[Problem statement] Copy the records below character for character.

(Records excerpted from a collection)
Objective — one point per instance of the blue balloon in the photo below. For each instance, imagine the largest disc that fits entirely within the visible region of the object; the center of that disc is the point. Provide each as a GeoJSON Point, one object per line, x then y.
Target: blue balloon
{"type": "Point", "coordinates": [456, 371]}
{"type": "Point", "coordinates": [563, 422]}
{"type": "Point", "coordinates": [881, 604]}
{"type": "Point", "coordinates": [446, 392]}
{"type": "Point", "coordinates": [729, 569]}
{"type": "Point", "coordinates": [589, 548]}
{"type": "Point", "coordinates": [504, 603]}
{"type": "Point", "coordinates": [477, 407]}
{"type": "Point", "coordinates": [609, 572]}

[Response to the exercise]
Objective — one point per instance of the blue balloon in the photo below. For each instance, imagine the largest disc that fits entirely within the visible region of the object; the center of that disc is the point. Provide each as a GeoJSON Point, one object per line, x then y.
Target: blue balloon
{"type": "Point", "coordinates": [456, 371]}
{"type": "Point", "coordinates": [563, 422]}
{"type": "Point", "coordinates": [881, 604]}
{"type": "Point", "coordinates": [446, 392]}
{"type": "Point", "coordinates": [729, 569]}
{"type": "Point", "coordinates": [589, 548]}
{"type": "Point", "coordinates": [504, 603]}
{"type": "Point", "coordinates": [477, 407]}
{"type": "Point", "coordinates": [609, 572]}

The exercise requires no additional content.